Work to complete –
Find and copy the lines in the records beneath this task that contain the word "foliage".

Records provided –

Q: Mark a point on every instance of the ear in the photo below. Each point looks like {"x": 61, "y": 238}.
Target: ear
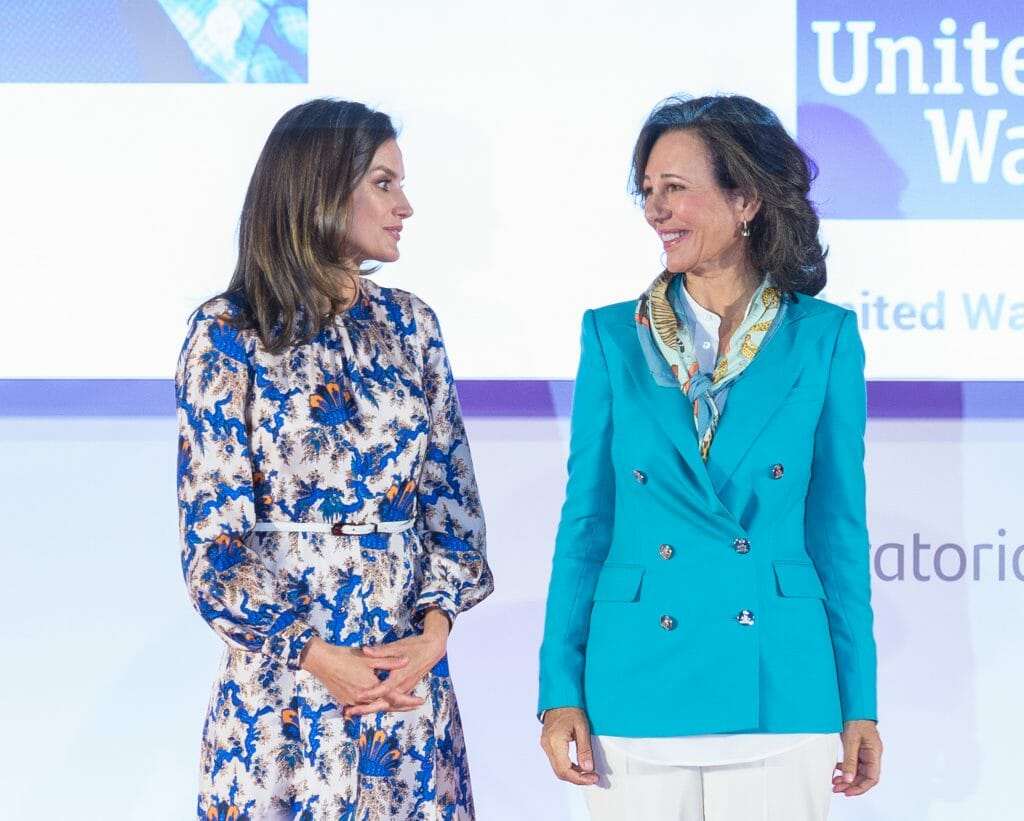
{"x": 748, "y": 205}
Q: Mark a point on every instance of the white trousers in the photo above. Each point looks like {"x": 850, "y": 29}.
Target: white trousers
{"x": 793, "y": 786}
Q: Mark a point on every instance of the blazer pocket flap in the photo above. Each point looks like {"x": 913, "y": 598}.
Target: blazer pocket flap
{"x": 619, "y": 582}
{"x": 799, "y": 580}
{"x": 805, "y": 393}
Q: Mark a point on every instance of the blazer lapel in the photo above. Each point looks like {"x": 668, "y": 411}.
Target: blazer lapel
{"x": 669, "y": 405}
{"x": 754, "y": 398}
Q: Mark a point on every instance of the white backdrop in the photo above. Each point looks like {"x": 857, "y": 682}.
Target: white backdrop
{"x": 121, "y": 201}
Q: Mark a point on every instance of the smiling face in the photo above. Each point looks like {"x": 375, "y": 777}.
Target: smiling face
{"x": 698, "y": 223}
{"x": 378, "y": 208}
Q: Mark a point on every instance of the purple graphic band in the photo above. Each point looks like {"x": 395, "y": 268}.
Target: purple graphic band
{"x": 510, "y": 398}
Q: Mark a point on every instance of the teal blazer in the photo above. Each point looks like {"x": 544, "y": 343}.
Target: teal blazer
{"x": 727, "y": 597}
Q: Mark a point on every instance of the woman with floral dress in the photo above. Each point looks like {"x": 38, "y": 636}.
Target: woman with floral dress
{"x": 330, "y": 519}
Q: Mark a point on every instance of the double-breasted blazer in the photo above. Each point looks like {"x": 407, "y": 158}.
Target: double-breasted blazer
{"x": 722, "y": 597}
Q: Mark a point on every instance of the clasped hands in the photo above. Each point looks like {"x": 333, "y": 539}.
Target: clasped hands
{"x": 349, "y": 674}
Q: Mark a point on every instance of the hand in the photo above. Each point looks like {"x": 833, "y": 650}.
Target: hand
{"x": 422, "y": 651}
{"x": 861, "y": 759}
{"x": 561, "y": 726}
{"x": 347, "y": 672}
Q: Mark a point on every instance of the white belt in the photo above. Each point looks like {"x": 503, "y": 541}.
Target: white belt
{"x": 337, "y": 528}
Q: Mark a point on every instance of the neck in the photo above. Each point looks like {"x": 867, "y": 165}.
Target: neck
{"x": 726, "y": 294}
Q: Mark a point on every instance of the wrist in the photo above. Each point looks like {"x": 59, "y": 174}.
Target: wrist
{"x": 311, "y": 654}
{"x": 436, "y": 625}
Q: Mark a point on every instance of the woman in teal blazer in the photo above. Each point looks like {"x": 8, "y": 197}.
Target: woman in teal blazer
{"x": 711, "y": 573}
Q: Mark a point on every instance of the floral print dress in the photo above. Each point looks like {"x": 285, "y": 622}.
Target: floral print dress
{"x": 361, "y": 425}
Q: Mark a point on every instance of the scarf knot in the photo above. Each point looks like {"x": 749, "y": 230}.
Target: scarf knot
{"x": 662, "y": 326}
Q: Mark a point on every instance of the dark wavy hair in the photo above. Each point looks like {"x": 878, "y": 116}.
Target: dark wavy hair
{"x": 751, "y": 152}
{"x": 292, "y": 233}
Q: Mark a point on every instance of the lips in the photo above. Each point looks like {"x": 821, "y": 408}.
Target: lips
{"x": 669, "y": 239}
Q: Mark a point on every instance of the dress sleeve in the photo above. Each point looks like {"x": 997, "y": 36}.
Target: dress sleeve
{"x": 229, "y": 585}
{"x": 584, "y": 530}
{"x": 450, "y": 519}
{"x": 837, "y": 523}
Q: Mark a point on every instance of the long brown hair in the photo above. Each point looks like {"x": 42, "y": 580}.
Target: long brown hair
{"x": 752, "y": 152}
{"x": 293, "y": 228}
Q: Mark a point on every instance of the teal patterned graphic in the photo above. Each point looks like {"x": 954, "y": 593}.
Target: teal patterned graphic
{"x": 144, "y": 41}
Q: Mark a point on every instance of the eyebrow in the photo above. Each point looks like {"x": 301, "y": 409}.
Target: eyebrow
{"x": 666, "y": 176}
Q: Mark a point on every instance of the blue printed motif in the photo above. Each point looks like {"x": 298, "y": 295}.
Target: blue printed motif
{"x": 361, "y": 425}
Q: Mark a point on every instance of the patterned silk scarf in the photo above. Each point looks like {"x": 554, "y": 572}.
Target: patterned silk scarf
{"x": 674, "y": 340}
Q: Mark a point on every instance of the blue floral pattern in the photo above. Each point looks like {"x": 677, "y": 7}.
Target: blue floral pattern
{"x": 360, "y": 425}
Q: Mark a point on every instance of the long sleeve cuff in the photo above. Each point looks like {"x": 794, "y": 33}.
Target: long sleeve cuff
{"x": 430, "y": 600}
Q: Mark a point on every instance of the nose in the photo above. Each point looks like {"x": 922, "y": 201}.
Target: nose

==

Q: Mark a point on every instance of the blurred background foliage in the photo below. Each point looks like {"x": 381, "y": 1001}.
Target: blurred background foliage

==

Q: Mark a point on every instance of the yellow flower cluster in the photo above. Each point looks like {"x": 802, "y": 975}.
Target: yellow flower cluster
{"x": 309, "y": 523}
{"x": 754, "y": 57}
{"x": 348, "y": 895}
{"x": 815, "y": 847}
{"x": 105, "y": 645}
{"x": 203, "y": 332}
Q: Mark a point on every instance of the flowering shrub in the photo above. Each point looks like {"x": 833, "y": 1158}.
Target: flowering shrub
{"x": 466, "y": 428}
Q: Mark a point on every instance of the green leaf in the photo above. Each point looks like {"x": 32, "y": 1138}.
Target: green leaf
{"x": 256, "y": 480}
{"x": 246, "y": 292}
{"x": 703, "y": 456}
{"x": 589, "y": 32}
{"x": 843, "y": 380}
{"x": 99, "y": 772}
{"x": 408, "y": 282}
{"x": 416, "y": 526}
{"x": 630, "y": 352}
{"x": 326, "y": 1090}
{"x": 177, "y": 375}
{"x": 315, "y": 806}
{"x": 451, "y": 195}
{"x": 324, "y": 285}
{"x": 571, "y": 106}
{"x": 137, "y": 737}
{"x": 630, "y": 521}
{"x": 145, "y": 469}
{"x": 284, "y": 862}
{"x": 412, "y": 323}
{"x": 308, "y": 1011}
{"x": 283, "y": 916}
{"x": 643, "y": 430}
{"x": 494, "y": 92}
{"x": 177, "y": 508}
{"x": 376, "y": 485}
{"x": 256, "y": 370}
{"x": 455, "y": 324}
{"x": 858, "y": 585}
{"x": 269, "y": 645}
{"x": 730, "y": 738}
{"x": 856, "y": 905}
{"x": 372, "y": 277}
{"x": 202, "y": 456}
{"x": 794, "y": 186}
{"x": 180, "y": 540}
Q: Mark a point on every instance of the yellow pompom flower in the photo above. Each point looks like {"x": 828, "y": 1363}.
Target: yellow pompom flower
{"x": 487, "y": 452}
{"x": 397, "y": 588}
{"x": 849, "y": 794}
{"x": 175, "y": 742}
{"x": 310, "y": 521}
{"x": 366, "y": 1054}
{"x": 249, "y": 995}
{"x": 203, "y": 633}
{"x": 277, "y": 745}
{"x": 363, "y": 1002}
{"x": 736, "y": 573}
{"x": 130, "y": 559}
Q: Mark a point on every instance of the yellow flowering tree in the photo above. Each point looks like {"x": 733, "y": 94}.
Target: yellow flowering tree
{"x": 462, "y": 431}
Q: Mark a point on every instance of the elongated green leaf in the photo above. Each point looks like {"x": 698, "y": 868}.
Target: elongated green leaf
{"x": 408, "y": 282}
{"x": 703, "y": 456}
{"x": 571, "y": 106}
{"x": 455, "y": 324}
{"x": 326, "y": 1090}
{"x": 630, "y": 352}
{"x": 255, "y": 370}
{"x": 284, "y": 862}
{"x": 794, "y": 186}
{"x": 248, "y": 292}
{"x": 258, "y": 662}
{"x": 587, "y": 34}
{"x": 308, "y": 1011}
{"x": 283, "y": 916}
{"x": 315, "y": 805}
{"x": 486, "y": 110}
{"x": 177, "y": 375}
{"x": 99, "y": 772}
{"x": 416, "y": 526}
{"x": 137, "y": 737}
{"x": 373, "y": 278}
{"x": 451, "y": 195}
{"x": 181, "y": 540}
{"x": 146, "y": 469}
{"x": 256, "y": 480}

Output for this task –
Q: Mark a point on every instance of the blurred background foliage in the photo below. Each point looks like {"x": 381, "y": 1001}.
Target: blurred background foliage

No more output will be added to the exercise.